::: Text segment

Normally 50 miles would be a nice ride for me


----------



## dirt farmer (Mar 28, 2005)

NA1NSXR said:


> 4 hours.


+1

4 hours and above (sometimes 3.5) is my "long" benchmark.


----------



## S_Trek (May 3, 2010)

Anything that adds more time to my regular routine ride.


----------



## fireball_jones (Mar 29, 2009)

4 - 5 hours. I can run through my favorite trail systems in about that time, riding some of the fun lines multiple times, and anything longer and I get sloppy. 4 - 5 hours on the road or smooth trails seems like nothing though.

Nice thing is most of the trails I like are like an amusement park, they loop around themselves so you can keep riding the fun parts. Not too much 2 hours up 2 hours down around here.


----------



## tshulthise (Apr 23, 2010)

Anything over 2 hours at a moderate to hard pace gets into the "long ride" category for me. Your (trained) body can store enough energy for a couple of hours but after that you have to learn to time your eating and drinking carefully to keep your energy up. I've been on rides that lasted over 7 hours but there were a lot of breaks thrown in along the way.


----------



## gemini9 (Mar 23, 2011)

I went out today for 2 miles and turned around and came back home. lol It was too cold and windy so I wimped out and said heck with it.


----------



## NorthJeff (Apr 26, 2011)

My road rides are in the 20-30 mile range, with 30 being fairly long, "for me". I feel pretty beat afterwords, similar to running 8-10 miles. I've just been mixing in mtb/road combo rides and for the same time they kick my butt! 

If in only have time for an hour ride though...I'm going to hit the local single track hard and even though it's a lot less time-it's a LOT harder.

My goals this year...ride the 13 miles from home to the local 10 mile single track, and back. At my current pace that would take me over 3 hours and I can honestly say I'm not quite there yet...maybe another month. Also, we have about a 90 mile road triangle I'd like to ride a few times this year...not quite there yet either but both of those I'd like to be my future "long rides".


----------



## joshman108 (Jul 6, 2009)

mostly 2.5-3 hours which is roughly 7-14 miles. Uphill probably 2/3 of the time.


----------



## Nubster (May 15, 2009)

I can do 12 miles around town on my mtn bike with about 1000 feet of total climbing in about an hour twenty. If I go to Davis, WV, that same distance take about 5-6 hours on the right trails. I feel good if I get in several 10 miles trips per week though.


----------



## Snugglesthemonkey (Nov 10, 2010)

::::::
::: Extracted material

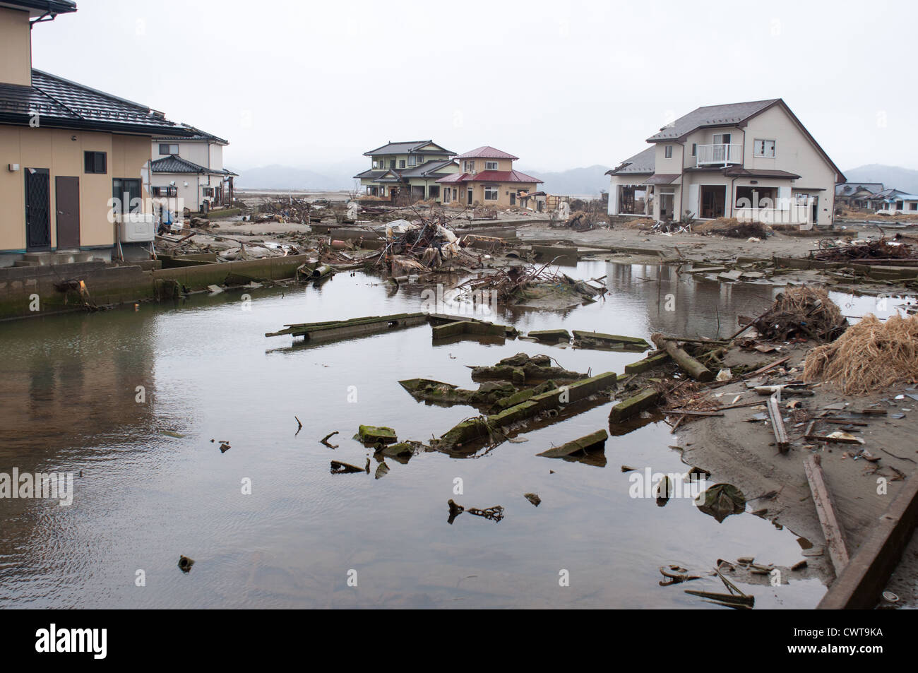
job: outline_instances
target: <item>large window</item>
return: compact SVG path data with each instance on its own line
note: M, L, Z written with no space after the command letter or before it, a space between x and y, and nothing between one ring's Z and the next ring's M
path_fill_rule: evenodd
M106 153L104 151L83 152L85 173L106 173Z
M775 141L761 140L756 138L756 150L754 153L757 157L766 157L768 159L773 159L775 156Z

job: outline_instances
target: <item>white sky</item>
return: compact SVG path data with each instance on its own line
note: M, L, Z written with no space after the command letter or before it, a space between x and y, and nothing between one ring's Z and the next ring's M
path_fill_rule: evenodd
M36 68L319 169L387 140L616 165L702 105L783 97L843 170L918 169L918 3L77 0ZM369 160L366 160L369 161Z

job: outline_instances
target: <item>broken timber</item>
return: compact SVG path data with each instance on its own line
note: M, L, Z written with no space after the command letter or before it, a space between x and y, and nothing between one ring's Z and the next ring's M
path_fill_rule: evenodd
M788 432L784 429L784 419L781 418L781 408L778 404L778 393L768 398L768 417L771 419L771 429L775 432L775 442L778 450L786 454L790 450Z
M838 517L835 515L832 496L825 486L819 456L807 456L806 460L803 461L803 468L806 470L806 478L810 482L810 490L812 493L813 502L816 504L816 513L819 515L819 522L823 526L825 544L829 547L829 556L835 568L835 577L838 578L845 566L848 565L848 550L845 546L845 536L838 524Z
M662 334L654 334L651 339L661 351L666 351L676 363L696 381L708 383L714 380L714 375L708 367L679 348L678 344Z
M398 313L392 316L355 318L350 320L301 322L293 325L285 325L285 330L268 332L264 336L274 337L283 334L291 334L295 337L301 336L308 342L325 342L373 334L380 331L390 331L406 327L415 327L426 321L426 313Z

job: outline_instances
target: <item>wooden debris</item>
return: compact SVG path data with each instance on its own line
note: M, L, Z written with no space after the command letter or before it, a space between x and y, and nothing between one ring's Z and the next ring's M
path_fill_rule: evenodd
M825 542L829 547L829 556L835 568L835 577L838 577L842 574L845 566L848 565L848 551L845 546L845 535L838 524L838 517L835 514L832 496L825 485L819 456L807 456L806 460L803 461L803 468L806 470L806 478L810 482L810 491L812 493L812 499L816 504L816 513L819 515L819 522L823 526L823 534L825 536Z

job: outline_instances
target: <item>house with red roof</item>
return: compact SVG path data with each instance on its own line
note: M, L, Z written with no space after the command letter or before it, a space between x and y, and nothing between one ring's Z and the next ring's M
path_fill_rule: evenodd
M531 194L542 180L514 170L515 157L485 145L455 157L459 173L437 180L442 203L490 208L516 206L521 194Z

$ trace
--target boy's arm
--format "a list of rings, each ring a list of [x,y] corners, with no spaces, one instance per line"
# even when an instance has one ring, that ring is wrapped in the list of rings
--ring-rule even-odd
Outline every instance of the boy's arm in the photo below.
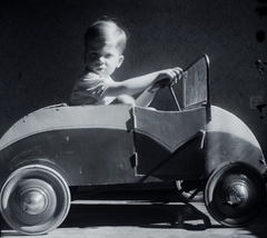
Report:
[[[148,89],[156,81],[159,81],[164,78],[169,78],[172,80],[174,83],[176,83],[177,80],[180,79],[181,71],[182,70],[177,67],[174,69],[160,70],[160,71],[151,72],[145,76],[131,78],[121,82],[111,82],[107,88],[107,90],[105,91],[105,96],[115,96],[115,97],[118,97],[120,95],[132,96]]]

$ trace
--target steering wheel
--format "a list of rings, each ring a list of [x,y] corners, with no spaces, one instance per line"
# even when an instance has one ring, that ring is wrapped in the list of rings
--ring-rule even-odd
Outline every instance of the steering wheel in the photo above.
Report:
[[[177,110],[181,111],[180,105],[178,102],[178,99],[177,99],[177,97],[175,95],[175,91],[174,91],[174,87],[171,85],[171,80],[169,78],[165,78],[165,79],[161,79],[161,80],[155,82],[148,91],[156,92],[159,89],[162,89],[162,88],[166,88],[166,87],[168,87],[169,90],[170,90],[170,93],[171,93],[171,96],[175,100],[175,105],[176,105]]]

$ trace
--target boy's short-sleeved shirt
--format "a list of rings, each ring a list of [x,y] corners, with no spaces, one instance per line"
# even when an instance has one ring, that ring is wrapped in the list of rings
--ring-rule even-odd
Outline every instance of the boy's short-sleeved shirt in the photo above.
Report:
[[[116,97],[103,97],[103,92],[112,81],[110,77],[101,78],[95,73],[89,73],[88,77],[81,78],[75,85],[70,103],[73,106],[111,103]]]

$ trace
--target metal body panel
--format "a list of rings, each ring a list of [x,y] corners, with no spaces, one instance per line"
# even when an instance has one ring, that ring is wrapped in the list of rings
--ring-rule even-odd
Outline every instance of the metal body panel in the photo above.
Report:
[[[130,106],[38,110],[2,137],[0,184],[30,163],[53,167],[69,185],[130,182],[135,177],[132,125]]]
[[[205,170],[205,155],[201,137],[196,135],[206,130],[206,109],[199,108],[184,112],[159,112],[144,108],[135,109],[136,148],[138,151],[138,175],[147,175],[160,163],[152,173],[167,179],[196,178]],[[188,142],[189,141],[189,142]],[[182,147],[186,142],[188,145]],[[177,151],[180,148],[180,151]],[[165,160],[177,153],[169,161]]]
[[[210,173],[226,161],[243,161],[266,171],[261,148],[251,130],[233,113],[212,106],[207,125],[206,169]]]

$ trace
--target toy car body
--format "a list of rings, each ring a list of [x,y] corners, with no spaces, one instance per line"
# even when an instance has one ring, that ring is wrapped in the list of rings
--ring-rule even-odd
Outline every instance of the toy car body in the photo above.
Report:
[[[2,217],[39,235],[63,221],[73,186],[201,181],[215,219],[254,221],[265,205],[265,158],[241,120],[210,105],[208,70],[207,56],[185,70],[181,110],[170,87],[177,111],[58,105],[17,121],[0,139]]]

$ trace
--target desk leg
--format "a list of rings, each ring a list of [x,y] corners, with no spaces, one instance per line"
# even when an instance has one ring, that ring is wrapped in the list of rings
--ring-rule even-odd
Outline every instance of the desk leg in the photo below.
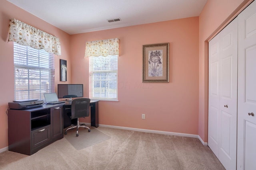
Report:
[[[98,102],[91,103],[91,126],[99,127]]]

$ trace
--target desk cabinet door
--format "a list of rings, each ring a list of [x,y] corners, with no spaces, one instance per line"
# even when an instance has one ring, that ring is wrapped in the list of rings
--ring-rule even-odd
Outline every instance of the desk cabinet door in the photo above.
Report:
[[[54,139],[63,135],[62,107],[57,107],[52,108],[51,125],[52,139]]]
[[[50,126],[48,125],[32,131],[31,132],[32,149],[35,149],[47,143],[50,139]]]

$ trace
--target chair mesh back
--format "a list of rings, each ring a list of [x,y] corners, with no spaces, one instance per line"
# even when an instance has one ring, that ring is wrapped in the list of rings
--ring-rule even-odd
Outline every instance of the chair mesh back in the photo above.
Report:
[[[74,99],[71,104],[71,119],[89,116],[90,114],[90,102],[87,98]]]

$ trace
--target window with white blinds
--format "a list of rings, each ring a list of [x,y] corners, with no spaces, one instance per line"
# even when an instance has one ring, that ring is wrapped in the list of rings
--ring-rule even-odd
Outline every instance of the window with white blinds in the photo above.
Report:
[[[117,100],[118,56],[89,59],[90,98]]]
[[[44,100],[54,92],[54,55],[14,43],[14,99]]]

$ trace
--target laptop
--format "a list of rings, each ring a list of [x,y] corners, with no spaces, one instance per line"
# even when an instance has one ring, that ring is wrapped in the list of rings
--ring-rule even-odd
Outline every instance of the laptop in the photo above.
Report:
[[[65,100],[59,101],[56,93],[44,93],[44,96],[47,104],[56,104],[64,103],[65,101]]]

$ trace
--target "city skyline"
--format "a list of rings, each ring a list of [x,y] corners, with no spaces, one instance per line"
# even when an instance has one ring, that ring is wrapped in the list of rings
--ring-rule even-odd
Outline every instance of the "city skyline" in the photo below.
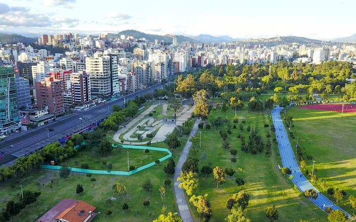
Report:
[[[298,3],[255,0],[253,4],[229,0],[218,5],[186,0],[179,3],[159,0],[150,4],[141,0],[134,4],[107,0],[96,3],[4,0],[0,3],[0,32],[39,36],[135,29],[158,35],[208,34],[242,39],[296,36],[322,40],[356,33],[350,29],[356,20],[354,2],[348,2],[347,7],[319,0]]]

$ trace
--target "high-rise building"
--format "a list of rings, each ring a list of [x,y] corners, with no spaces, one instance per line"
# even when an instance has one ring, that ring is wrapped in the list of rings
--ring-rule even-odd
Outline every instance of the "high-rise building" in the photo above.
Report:
[[[83,105],[90,101],[90,77],[85,71],[70,75],[72,102],[76,105]]]
[[[151,67],[149,62],[136,62],[134,63],[134,70],[139,78],[140,87],[148,86],[151,82]]]
[[[98,53],[85,58],[86,72],[90,76],[91,92],[98,96],[110,96],[111,78],[110,57]]]
[[[30,106],[31,102],[30,95],[30,80],[16,75],[15,83],[17,96],[17,107],[20,108]]]
[[[19,128],[17,98],[13,68],[0,67],[0,134]]]
[[[177,40],[176,36],[173,36],[173,45],[178,45],[178,41]]]
[[[47,109],[56,116],[64,112],[63,84],[52,76],[36,82],[37,107]]]
[[[50,76],[50,66],[47,62],[41,61],[37,65],[32,66],[32,79],[33,85],[37,81],[42,81],[45,77]]]

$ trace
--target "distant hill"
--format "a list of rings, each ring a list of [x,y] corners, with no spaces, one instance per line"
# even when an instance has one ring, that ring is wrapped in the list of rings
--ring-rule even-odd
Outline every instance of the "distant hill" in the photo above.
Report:
[[[280,36],[270,38],[268,39],[254,39],[242,40],[234,43],[237,45],[252,45],[260,44],[261,46],[272,46],[278,44],[291,44],[298,43],[299,44],[318,44],[323,43],[320,40],[313,40],[304,37],[297,36]]]
[[[114,36],[117,36],[117,37],[120,37],[121,35],[125,35],[126,36],[133,36],[135,39],[141,39],[144,38],[152,43],[154,43],[154,40],[158,40],[158,42],[163,40],[165,43],[171,44],[173,43],[173,35],[171,35],[160,36],[159,35],[148,34],[147,33],[139,32],[136,30],[129,30],[122,31],[118,33],[117,34],[114,35]],[[185,41],[189,41],[193,43],[197,43],[199,42],[184,36],[177,35],[176,36],[177,37],[177,41],[178,43],[181,43],[182,42]]]
[[[356,34],[348,37],[342,37],[331,41],[335,43],[356,43]]]
[[[192,36],[192,39],[204,43],[232,43],[242,40],[242,39],[233,39],[227,36],[213,36],[210,35],[201,34],[197,36]]]
[[[0,42],[5,43],[23,43],[31,44],[37,41],[37,38],[25,37],[16,34],[0,33]]]

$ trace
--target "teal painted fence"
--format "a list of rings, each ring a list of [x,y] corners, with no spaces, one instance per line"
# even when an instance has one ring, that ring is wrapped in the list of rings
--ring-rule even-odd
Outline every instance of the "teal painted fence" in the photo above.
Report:
[[[114,145],[116,146],[114,146]],[[112,144],[113,147],[117,147],[117,144]],[[162,151],[168,153],[168,155],[166,155],[163,157],[161,157],[158,159],[159,162],[162,162],[165,160],[172,157],[172,153],[168,149],[165,148],[159,148],[159,147],[154,147],[151,146],[135,146],[133,145],[120,145],[124,149],[148,149],[150,150],[154,150],[156,151]],[[111,171],[110,173],[105,170],[90,170],[87,169],[82,168],[76,168],[74,167],[70,168],[72,171],[74,172],[79,172],[85,174],[106,174],[106,175],[123,175],[123,176],[129,176],[132,175],[135,173],[143,171],[149,167],[156,165],[156,163],[154,162],[150,163],[148,164],[140,167],[135,170],[131,171]],[[42,168],[43,169],[49,169],[51,170],[60,170],[61,166],[52,166],[52,165],[42,165]]]

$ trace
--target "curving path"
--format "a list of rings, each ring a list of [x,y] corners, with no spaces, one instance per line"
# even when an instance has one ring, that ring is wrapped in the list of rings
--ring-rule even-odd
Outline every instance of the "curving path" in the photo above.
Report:
[[[176,202],[177,203],[177,206],[178,207],[178,210],[179,211],[179,215],[180,215],[181,218],[183,220],[183,222],[193,222],[192,215],[189,211],[189,208],[188,207],[187,203],[187,199],[184,194],[184,190],[183,189],[181,189],[178,187],[178,184],[181,182],[178,182],[177,181],[177,178],[179,177],[180,173],[182,171],[182,167],[183,164],[184,163],[189,153],[189,149],[191,146],[192,146],[192,142],[189,141],[192,136],[193,136],[196,133],[198,130],[198,125],[200,123],[201,120],[198,120],[196,121],[194,124],[194,126],[193,127],[192,132],[191,132],[189,134],[189,138],[188,138],[187,143],[184,146],[182,153],[181,154],[180,157],[179,157],[179,160],[177,164],[176,167],[175,171],[174,172],[174,179],[173,184],[173,190],[174,191],[174,196],[176,198]]]
[[[278,143],[278,149],[282,160],[282,165],[284,167],[289,168],[292,171],[292,174],[293,175],[292,181],[303,193],[305,190],[309,189],[313,189],[318,192],[318,197],[315,200],[311,199],[311,200],[323,211],[326,207],[330,206],[333,210],[340,210],[345,213],[349,218],[352,218],[350,214],[334,204],[332,201],[319,192],[318,190],[308,181],[299,169],[297,160],[296,160],[287,133],[282,121],[280,113],[283,109],[282,107],[277,107],[272,110],[272,119],[276,129],[276,137]]]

::::::

Reproduce the forum thread starting with "4 - 5 hours." and going on through "(Apr 23, 2010)", substituting "theme park" for "amusement park". Rely only on the forum thread.

4 - 5 hours. I can run through my favorite trail systems in about that time, riding some of the fun lines multiple times, and anything longer and I get sloppy. 4 - 5 hours on the road or smooth trails seems like nothing though.

Nice thing is most of the trails I like are like an theme park, they loop around themselves so you can keep riding the fun parts. Not too much 2 hours up 2 hours down around here.


----------



## tshulthise (Apr 23, 2010)